How many lines in the listing include the string "below"? Reply with the number alone.
-- Opening Marker --
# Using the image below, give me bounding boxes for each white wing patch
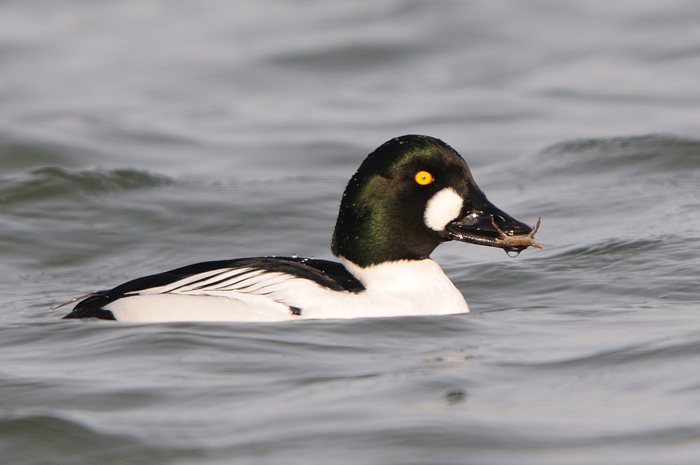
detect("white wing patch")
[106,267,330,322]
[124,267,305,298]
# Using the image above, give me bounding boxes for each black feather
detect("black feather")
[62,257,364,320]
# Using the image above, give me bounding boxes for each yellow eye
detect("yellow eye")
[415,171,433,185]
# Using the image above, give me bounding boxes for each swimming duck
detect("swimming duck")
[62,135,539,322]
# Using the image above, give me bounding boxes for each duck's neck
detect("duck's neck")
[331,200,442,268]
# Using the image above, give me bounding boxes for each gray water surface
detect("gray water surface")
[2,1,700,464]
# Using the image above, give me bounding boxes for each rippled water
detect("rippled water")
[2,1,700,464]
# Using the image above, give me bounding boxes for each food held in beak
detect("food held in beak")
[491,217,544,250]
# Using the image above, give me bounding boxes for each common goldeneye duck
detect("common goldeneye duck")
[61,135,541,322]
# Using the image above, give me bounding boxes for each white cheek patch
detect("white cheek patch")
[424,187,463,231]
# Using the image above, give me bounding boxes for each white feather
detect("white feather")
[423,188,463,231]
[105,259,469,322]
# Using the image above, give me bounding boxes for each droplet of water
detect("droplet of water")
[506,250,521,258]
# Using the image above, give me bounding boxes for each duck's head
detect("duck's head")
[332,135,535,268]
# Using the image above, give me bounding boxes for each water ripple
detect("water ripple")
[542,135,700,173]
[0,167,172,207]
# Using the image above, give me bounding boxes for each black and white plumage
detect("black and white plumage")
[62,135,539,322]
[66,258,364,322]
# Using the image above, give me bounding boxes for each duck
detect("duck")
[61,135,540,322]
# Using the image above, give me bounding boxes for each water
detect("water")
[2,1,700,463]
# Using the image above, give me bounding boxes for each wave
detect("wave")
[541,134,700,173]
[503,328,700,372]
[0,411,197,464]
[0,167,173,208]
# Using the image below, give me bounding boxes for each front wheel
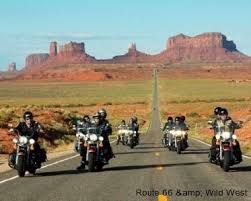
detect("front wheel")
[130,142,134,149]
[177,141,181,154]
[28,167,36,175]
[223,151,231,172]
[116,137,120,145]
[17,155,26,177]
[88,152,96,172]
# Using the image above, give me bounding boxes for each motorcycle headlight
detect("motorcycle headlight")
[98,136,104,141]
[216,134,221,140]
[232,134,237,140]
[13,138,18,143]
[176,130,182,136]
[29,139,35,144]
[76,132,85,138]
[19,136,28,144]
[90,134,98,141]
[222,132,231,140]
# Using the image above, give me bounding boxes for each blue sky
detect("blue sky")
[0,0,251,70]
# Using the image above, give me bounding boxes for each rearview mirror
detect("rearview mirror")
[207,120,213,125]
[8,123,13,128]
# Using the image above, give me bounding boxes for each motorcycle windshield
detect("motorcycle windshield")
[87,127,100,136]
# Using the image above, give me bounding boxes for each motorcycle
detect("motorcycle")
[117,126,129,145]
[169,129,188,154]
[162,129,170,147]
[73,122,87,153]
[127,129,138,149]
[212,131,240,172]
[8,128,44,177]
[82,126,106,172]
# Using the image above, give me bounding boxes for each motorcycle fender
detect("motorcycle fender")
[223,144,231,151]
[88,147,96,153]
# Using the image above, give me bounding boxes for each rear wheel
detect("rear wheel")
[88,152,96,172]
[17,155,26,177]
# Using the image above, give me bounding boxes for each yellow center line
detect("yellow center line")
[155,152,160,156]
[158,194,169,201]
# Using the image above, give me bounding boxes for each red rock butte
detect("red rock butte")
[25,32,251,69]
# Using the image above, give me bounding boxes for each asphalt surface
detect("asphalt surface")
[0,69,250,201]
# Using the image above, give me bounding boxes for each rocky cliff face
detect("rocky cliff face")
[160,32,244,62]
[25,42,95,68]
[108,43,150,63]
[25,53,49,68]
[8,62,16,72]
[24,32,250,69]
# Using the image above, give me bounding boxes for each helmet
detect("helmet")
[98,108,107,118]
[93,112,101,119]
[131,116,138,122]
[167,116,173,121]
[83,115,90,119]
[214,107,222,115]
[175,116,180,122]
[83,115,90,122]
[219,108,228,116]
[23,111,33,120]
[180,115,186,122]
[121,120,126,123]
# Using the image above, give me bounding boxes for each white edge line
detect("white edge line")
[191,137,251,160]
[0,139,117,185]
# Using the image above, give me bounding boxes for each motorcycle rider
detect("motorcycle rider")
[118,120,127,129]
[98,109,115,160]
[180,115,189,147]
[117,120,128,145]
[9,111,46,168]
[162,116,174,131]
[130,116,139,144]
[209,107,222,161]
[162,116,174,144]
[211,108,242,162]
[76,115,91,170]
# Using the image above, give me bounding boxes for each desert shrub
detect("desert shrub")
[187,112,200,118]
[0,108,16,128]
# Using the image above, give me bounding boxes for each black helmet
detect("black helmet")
-- Closing Marker --
- _SOLUTION FOR THIS EXERCISE_: 2